**Provided passage:**
** begin **
The first thing to do is to get a DI. This is best placed in the root function of the xfs.
There are three functions for DI handling:

get_di():
---------
- 

return: - a valid DI
        - NULL if this DI is locked or not accessible through XHDI/BIOS

res_di():
---------
- reserves the DI, same as the previous function but 
  doesn't do anything except to lock the DI

- used for non-BIOS devices
- the xfs *must* fill out some data fields:
  start, size, pssize, rwabs, dskchng
- pshift & lshift must also be called for a successful 
  initialization

return: - valid DI
        - NULL if this DI is already locked (in use).

free_di():
----------
- unlock this DI, after this call the DI becomes invalid 
  and can't be used anymore

return: nothing


NOTE:
-----

After get/res_di() the DI for this device becomes locked 
and is never returned by get/res_di() until it is unlocked 
with free_di()

After get_di() logical to physical mapping is set to 1:1.
If you work with logical sizes you must call set_lshift to adjust the mapping.

After res_di() pssize is set to 512 and logical = physical.



3. logical/physical translation
===============================

set_pshift():
-------------
- sets physical sector size and adjusts shift values
  (shift values are used for fast calculations)

It's not recommended to use this function in combination with get_di()
because the physical sector size is automatically determined through XHDI.
It will also create problems with XHDI/BIOS rwabs() wrapper.

set_lshift():
-------------
- sets logical sector size and adjusts shift values

If you always work with groups of sectors you can specify 
this size.
For example, useful for TOS FAT filesystems that work with 
logical sector sizes and clusters. Also used by the 
MinixFS. MinixFS always works with blocks of 1024 bytes.

After this function, all block_IO calls map automatically 
the given parameter to physical parameter.


NOTE:
-----

pshift/lshift in the DI structure are very sensitive and important values.
A mistake here will directly cause problems on the 
corresponding device.
Bad written sectors for example.
** end **
**Exercises to complete:**
[1] Please translate this sentence from the DI handling notes into Spanish: "MinixFS always works with blocks of 1024 bytes."
[2] According to the DI handling notes, what value is pssize set to after res_di()?

**Entries shown:**
** begin **
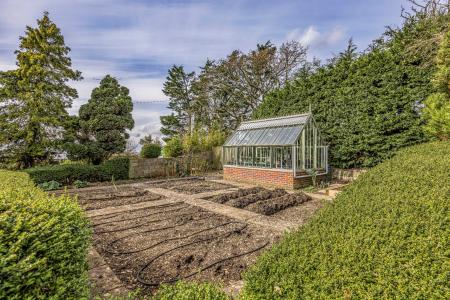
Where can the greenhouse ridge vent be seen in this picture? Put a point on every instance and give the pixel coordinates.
(281, 152)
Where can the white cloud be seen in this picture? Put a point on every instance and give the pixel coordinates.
(312, 37)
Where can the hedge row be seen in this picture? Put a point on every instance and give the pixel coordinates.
(190, 291)
(43, 242)
(68, 173)
(386, 236)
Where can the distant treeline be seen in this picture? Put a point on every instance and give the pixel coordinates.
(368, 104)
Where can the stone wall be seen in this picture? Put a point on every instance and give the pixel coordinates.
(197, 164)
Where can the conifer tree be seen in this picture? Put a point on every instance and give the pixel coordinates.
(437, 105)
(105, 119)
(34, 98)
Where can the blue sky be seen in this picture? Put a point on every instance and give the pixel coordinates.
(137, 41)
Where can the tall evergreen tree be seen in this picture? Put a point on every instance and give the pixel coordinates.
(105, 119)
(34, 98)
(437, 106)
(367, 105)
(179, 88)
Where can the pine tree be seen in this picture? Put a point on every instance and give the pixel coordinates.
(104, 120)
(179, 88)
(34, 98)
(437, 105)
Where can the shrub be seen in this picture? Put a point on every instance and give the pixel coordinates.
(64, 174)
(195, 291)
(151, 150)
(43, 242)
(50, 185)
(173, 147)
(384, 237)
(68, 173)
(80, 184)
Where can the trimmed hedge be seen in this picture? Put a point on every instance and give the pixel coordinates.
(386, 236)
(190, 291)
(68, 173)
(151, 150)
(43, 242)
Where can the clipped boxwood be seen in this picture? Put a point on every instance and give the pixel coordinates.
(43, 242)
(386, 236)
(68, 173)
(190, 291)
(151, 150)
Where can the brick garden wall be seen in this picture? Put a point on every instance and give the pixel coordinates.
(264, 177)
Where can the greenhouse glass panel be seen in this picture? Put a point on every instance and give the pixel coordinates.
(278, 136)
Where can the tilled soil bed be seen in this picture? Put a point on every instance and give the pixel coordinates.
(252, 198)
(274, 205)
(260, 200)
(233, 195)
(162, 244)
(109, 196)
(190, 186)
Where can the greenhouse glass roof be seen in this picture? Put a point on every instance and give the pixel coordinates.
(282, 131)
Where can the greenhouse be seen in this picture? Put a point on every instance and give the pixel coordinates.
(290, 144)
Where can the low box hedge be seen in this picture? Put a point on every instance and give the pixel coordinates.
(43, 242)
(190, 291)
(386, 236)
(68, 173)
** end **
**Solved tasks:**
[1] MinixFS siempre trabaja con bloques de 1024 bytes.

[2] 512